Rewrite everything from the start of the records down to the line containing "4], [123, 48]]", both included, and shift every coordinate in the answers up by 135. Leave the pictures out.

==================================================

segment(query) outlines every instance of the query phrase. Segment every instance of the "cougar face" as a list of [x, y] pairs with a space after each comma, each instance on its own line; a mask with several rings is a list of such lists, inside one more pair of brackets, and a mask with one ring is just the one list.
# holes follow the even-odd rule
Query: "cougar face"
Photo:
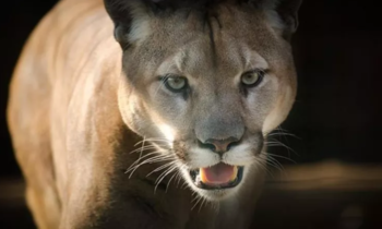
[[118, 96], [127, 125], [155, 145], [168, 173], [180, 172], [207, 200], [251, 182], [266, 134], [296, 95], [293, 28], [283, 14], [251, 1], [133, 2], [124, 26], [106, 4], [123, 48]]

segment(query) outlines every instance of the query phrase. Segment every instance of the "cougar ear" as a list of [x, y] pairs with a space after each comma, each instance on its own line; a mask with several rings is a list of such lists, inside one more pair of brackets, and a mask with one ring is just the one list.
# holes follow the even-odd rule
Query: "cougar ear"
[[157, 1], [104, 0], [115, 24], [115, 38], [123, 49], [150, 35], [150, 17]]
[[302, 0], [250, 0], [254, 4], [268, 12], [271, 23], [282, 33], [282, 36], [290, 40], [298, 27], [298, 10]]

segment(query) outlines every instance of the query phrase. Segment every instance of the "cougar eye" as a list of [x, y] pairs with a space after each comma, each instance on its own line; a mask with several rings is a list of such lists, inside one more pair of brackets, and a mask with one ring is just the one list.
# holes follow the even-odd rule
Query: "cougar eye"
[[175, 93], [179, 93], [187, 87], [187, 79], [182, 76], [168, 76], [164, 80], [165, 86]]
[[263, 80], [264, 71], [254, 70], [250, 72], [246, 72], [241, 75], [241, 83], [246, 86], [256, 86], [260, 84], [261, 80]]

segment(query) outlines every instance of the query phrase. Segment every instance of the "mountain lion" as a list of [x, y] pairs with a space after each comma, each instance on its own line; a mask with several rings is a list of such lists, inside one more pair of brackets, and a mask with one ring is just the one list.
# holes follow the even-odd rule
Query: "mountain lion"
[[249, 228], [300, 3], [60, 1], [8, 107], [38, 228]]

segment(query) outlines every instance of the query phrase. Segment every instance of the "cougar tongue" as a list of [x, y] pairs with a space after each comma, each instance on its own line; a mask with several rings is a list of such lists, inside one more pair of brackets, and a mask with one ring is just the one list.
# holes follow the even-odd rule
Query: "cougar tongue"
[[218, 185], [234, 181], [237, 177], [238, 169], [236, 166], [220, 162], [210, 168], [201, 168], [199, 173], [203, 183]]

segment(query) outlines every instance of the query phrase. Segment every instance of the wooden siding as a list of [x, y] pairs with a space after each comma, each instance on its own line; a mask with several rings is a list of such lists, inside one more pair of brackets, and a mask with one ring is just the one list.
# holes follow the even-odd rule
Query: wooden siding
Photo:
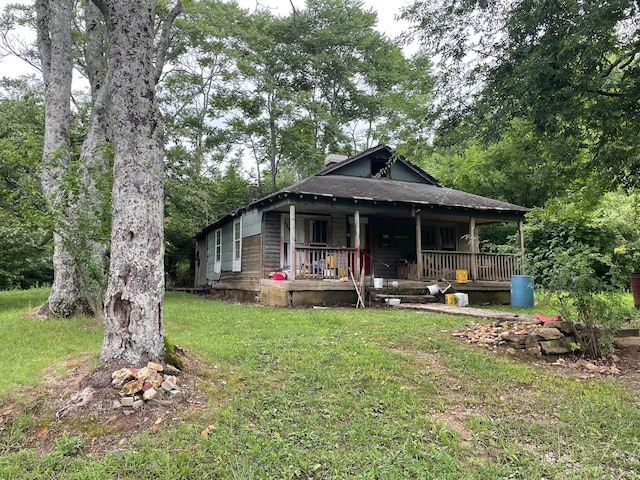
[[207, 284], [207, 237], [196, 240], [196, 274], [194, 286], [202, 287]]
[[[473, 260], [478, 266], [478, 276], [473, 278]], [[426, 280], [455, 280], [456, 270], [467, 270], [471, 280], [508, 282], [511, 275], [522, 275], [522, 255], [502, 253], [422, 252], [422, 278]]]
[[280, 213], [265, 212], [262, 278], [280, 270]]
[[262, 233], [262, 210], [254, 208], [242, 214], [242, 238]]

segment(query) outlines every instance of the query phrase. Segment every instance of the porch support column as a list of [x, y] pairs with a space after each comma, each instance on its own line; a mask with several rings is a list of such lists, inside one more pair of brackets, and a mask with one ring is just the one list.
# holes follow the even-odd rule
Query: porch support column
[[296, 206], [289, 206], [289, 255], [291, 264], [291, 280], [296, 279]]
[[476, 219], [471, 218], [469, 222], [469, 238], [471, 239], [471, 278], [478, 281], [478, 234]]
[[355, 230], [353, 242], [356, 247], [356, 271], [353, 275], [360, 280], [360, 210], [356, 210], [353, 214], [353, 228]]
[[526, 272], [524, 271], [524, 222], [522, 220], [518, 222], [518, 237], [520, 237], [520, 271], [517, 273], [523, 275]]
[[524, 254], [524, 222], [518, 222], [518, 236], [520, 237], [520, 253]]
[[420, 211], [416, 212], [416, 266], [418, 267], [418, 280], [422, 280], [424, 265], [422, 262], [422, 217]]

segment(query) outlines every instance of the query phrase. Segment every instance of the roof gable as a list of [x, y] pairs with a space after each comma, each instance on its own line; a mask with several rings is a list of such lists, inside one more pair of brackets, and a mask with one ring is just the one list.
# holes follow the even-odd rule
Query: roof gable
[[409, 163], [402, 155], [386, 145], [378, 145], [358, 155], [325, 168], [317, 176], [344, 175], [348, 177], [391, 179], [438, 185], [438, 181], [421, 168]]

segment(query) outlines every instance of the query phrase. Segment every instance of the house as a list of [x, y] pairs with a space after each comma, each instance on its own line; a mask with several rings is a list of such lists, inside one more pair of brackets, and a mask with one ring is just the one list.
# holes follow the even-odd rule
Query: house
[[[330, 155], [321, 172], [200, 231], [195, 286], [269, 305], [344, 304], [364, 275], [367, 284], [445, 279], [474, 301], [508, 301], [527, 211], [442, 187], [387, 146]], [[478, 228], [497, 222], [518, 223], [520, 252], [479, 251]]]

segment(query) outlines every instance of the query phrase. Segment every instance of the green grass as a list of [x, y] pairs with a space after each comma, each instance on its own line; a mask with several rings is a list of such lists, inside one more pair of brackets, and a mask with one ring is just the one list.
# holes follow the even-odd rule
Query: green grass
[[[0, 398], [99, 351], [92, 320], [25, 320], [45, 297], [0, 292], [12, 305], [0, 311], [2, 346], [36, 322], [17, 361], [37, 365], [25, 380], [16, 357], [0, 358]], [[167, 335], [199, 360], [201, 408], [117, 437], [114, 452], [85, 453], [90, 440], [69, 433], [44, 456], [23, 445], [42, 416], [26, 410], [0, 423], [0, 478], [640, 478], [637, 392], [468, 346], [450, 335], [468, 320], [168, 293]]]

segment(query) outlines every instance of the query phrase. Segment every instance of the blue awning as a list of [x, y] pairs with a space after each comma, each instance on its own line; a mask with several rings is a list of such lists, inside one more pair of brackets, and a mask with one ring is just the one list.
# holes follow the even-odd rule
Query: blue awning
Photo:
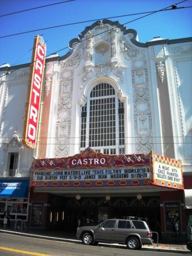
[[23, 180], [0, 181], [0, 198], [27, 198], [29, 182]]

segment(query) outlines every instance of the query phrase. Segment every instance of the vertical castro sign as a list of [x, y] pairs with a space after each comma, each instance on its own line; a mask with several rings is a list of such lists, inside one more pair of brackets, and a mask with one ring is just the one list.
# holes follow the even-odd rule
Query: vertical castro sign
[[37, 35], [34, 43], [24, 132], [25, 144], [29, 148], [35, 148], [36, 146], [46, 55], [46, 44], [41, 36]]

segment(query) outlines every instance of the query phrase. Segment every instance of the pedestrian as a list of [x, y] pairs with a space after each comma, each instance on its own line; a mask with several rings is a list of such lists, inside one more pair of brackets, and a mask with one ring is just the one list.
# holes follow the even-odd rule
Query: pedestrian
[[7, 209], [7, 210], [6, 210], [4, 212], [4, 219], [7, 219], [7, 227], [8, 228], [10, 228], [10, 208], [9, 207]]
[[177, 220], [175, 224], [176, 232], [176, 242], [178, 244], [180, 240], [180, 231], [179, 230], [179, 220]]

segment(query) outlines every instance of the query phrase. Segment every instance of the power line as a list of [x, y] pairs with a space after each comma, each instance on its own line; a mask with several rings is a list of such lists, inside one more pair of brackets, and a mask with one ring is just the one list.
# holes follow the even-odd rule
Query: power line
[[[188, 0], [186, 0], [186, 1], [188, 1]], [[82, 22], [75, 22], [75, 23], [68, 23], [67, 24], [63, 24], [63, 25], [61, 25], [54, 26], [52, 26], [52, 27], [47, 27], [46, 28], [41, 28], [41, 29], [34, 29], [33, 30], [28, 30], [27, 31], [24, 31], [24, 32], [23, 32], [16, 33], [15, 34], [11, 34], [10, 35], [5, 35], [5, 36], [0, 36], [0, 39], [1, 38], [4, 38], [5, 37], [10, 37], [10, 36], [14, 36], [15, 35], [22, 35], [22, 34], [27, 34], [27, 33], [32, 33], [32, 32], [33, 32], [40, 31], [41, 30], [48, 30], [48, 29], [54, 29], [54, 28], [60, 28], [60, 27], [67, 27], [67, 26], [68, 26], [75, 25], [78, 25], [78, 24], [83, 24], [83, 23], [88, 23], [88, 22], [95, 22], [95, 21], [98, 20], [109, 19], [115, 18], [120, 18], [120, 17], [126, 17], [126, 16], [134, 16], [134, 15], [139, 15], [139, 14], [146, 14], [146, 13], [150, 13], [149, 15], [150, 15], [151, 14], [152, 14], [153, 13], [155, 13], [156, 12], [162, 12], [162, 11], [171, 11], [171, 10], [173, 10], [185, 9], [185, 8], [191, 8], [191, 7], [192, 7], [192, 6], [187, 6], [187, 7], [179, 7], [179, 8], [177, 8], [176, 9], [173, 9], [173, 8], [170, 8], [170, 9], [164, 8], [164, 9], [165, 9], [165, 10], [162, 9], [162, 10], [159, 10], [159, 11], [148, 11], [148, 12], [140, 12], [140, 13], [132, 13], [131, 14], [125, 14], [125, 15], [119, 15], [119, 16], [112, 16], [112, 17], [105, 17], [105, 18], [97, 18], [97, 19], [90, 19], [89, 20], [84, 20], [84, 21], [82, 21]], [[147, 16], [147, 15], [146, 15], [146, 16]], [[134, 20], [133, 21], [136, 20], [137, 19], [136, 19], [135, 20]], [[131, 21], [131, 22], [132, 22], [132, 21]], [[125, 24], [126, 24], [127, 23], [125, 23]]]
[[[139, 18], [137, 18], [137, 19], [133, 19], [133, 20], [132, 20], [130, 21], [130, 22], [127, 22], [127, 23], [124, 23], [124, 24], [122, 24], [122, 26], [123, 26], [123, 25], [125, 25], [125, 24], [128, 24], [128, 23], [132, 23], [132, 22], [134, 22], [134, 21], [136, 21], [136, 20], [138, 20], [138, 19], [141, 19], [141, 18], [144, 18], [144, 17], [145, 17], [147, 16], [148, 16], [148, 15], [152, 15], [152, 14], [153, 14], [156, 13], [157, 12], [159, 12], [162, 11], [162, 10], [165, 10], [165, 9], [168, 9], [168, 8], [169, 8], [169, 7], [172, 7], [173, 5], [178, 5], [178, 4], [181, 4], [181, 3], [183, 3], [183, 2], [186, 2], [186, 1], [188, 1], [188, 0], [184, 0], [184, 1], [181, 1], [181, 2], [179, 2], [179, 3], [177, 3], [177, 4], [175, 4], [174, 5], [170, 5], [170, 6], [168, 6], [168, 7], [165, 7], [165, 8], [163, 8], [163, 9], [161, 9], [161, 10], [158, 10], [158, 11], [155, 11], [154, 12], [152, 12], [152, 13], [150, 13], [150, 14], [147, 14], [147, 15], [146, 15], [142, 16], [141, 16], [141, 17], [140, 17]], [[98, 34], [95, 34], [95, 35], [94, 35], [92, 36], [91, 37], [91, 38], [93, 38], [93, 37], [95, 37], [95, 36], [98, 36], [98, 35], [100, 35], [100, 34], [103, 34], [104, 33], [105, 33], [106, 32], [109, 32], [109, 31], [110, 31], [111, 30], [113, 30], [114, 28], [118, 28], [118, 26], [116, 26], [116, 27], [113, 27], [113, 28], [112, 28], [111, 29], [108, 29], [108, 30], [105, 30], [104, 31], [103, 31], [103, 32], [102, 32], [99, 33]], [[83, 41], [86, 41], [86, 40], [88, 40], [88, 39], [90, 39], [90, 38], [85, 38], [85, 39], [83, 39], [83, 40], [81, 40], [79, 41], [79, 42], [76, 42], [76, 43], [74, 43], [73, 45], [78, 45], [78, 44], [80, 44], [80, 43], [81, 43], [81, 42], [83, 42]], [[63, 51], [64, 50], [66, 50], [67, 49], [69, 49], [68, 46], [67, 46], [67, 47], [65, 47], [64, 48], [62, 48], [62, 49], [60, 49], [60, 50], [57, 50], [57, 51], [55, 51], [55, 52], [57, 52], [57, 52], [60, 52], [60, 51]], [[48, 54], [48, 55], [46, 55], [45, 57], [44, 57], [44, 58], [47, 58], [47, 57], [49, 57], [49, 56], [50, 56], [50, 55], [52, 55], [51, 54]], [[32, 64], [33, 63], [34, 63], [35, 61], [36, 61], [36, 60], [35, 60], [35, 61], [33, 61], [33, 62], [31, 62], [31, 64]], [[12, 73], [13, 72], [14, 72], [14, 71], [17, 71], [17, 70], [19, 70], [19, 69], [22, 69], [22, 67], [18, 68], [17, 68], [17, 69], [15, 69], [15, 70], [12, 70], [12, 71], [10, 71], [10, 72], [9, 72], [8, 73], [6, 73], [6, 74], [4, 74], [4, 75], [2, 75], [2, 76], [0, 76], [0, 78], [2, 77], [3, 77], [3, 76], [5, 76], [5, 75], [10, 75], [11, 74], [12, 74]]]
[[20, 12], [27, 12], [28, 11], [31, 11], [32, 10], [35, 10], [36, 9], [42, 8], [44, 7], [48, 7], [48, 6], [51, 6], [52, 5], [59, 5], [60, 4], [65, 4], [66, 3], [68, 3], [70, 2], [76, 1], [76, 0], [68, 0], [67, 1], [62, 1], [58, 3], [55, 3], [54, 4], [51, 4], [50, 5], [42, 5], [41, 6], [38, 6], [38, 7], [34, 7], [33, 8], [27, 9], [26, 10], [22, 10], [21, 11], [18, 11], [17, 12], [11, 12], [10, 13], [7, 13], [6, 14], [3, 14], [2, 15], [0, 15], [0, 18], [2, 17], [4, 17], [5, 16], [11, 15], [12, 14], [16, 14], [16, 13], [19, 13]]
[[[17, 137], [19, 139], [25, 139], [25, 138], [23, 138], [23, 137]], [[68, 138], [68, 139], [80, 139], [81, 138], [81, 136], [80, 137], [70, 137]], [[119, 137], [116, 137], [116, 139], [118, 139]], [[129, 138], [138, 138], [139, 139], [140, 138], [140, 137], [139, 136], [127, 136], [127, 137], [124, 137], [124, 138], [125, 139], [129, 139]], [[192, 138], [192, 136], [151, 136], [151, 137], [148, 137], [148, 136], [145, 136], [145, 137], [142, 137], [142, 138], [145, 139], [150, 139], [150, 138]], [[12, 139], [12, 137], [2, 137], [1, 138], [1, 139]], [[56, 139], [57, 138], [57, 137], [37, 137], [37, 139]], [[89, 136], [87, 136], [86, 138], [89, 138]]]
[[[0, 143], [0, 144], [4, 144], [5, 142], [1, 142]], [[37, 143], [38, 145], [80, 145], [80, 142], [79, 143]], [[89, 144], [89, 143], [88, 143]], [[120, 146], [123, 146], [125, 145], [137, 145], [138, 144], [141, 144], [139, 142], [135, 142], [135, 143], [124, 143], [123, 145], [119, 145]], [[192, 144], [192, 142], [155, 142], [153, 143], [153, 142], [150, 142], [149, 144], [152, 144], [153, 145], [167, 145], [167, 144], [172, 144], [172, 145], [176, 145], [176, 144]], [[116, 145], [110, 145], [110, 146], [95, 146], [94, 147], [107, 147], [108, 146], [115, 146]]]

==================================================

TASK RESPONSE:
segment(query) outlines every instance of the query phrase. Segment every instance of the "cougar face" as a list of [x, y] pairs with a space after each comma, each instance on its own line; a mask with several rings is a list of such lists, inside one more pair of brackets, and a mask with one ring is just the one list.
# holes follow the even-odd rule
Query: "cougar face"
Photo:
[[253, 231], [262, 260], [290, 280], [303, 308], [315, 307], [342, 335], [386, 317], [401, 269], [431, 230], [428, 163], [418, 149], [386, 136], [268, 137], [259, 161], [241, 139], [258, 183]]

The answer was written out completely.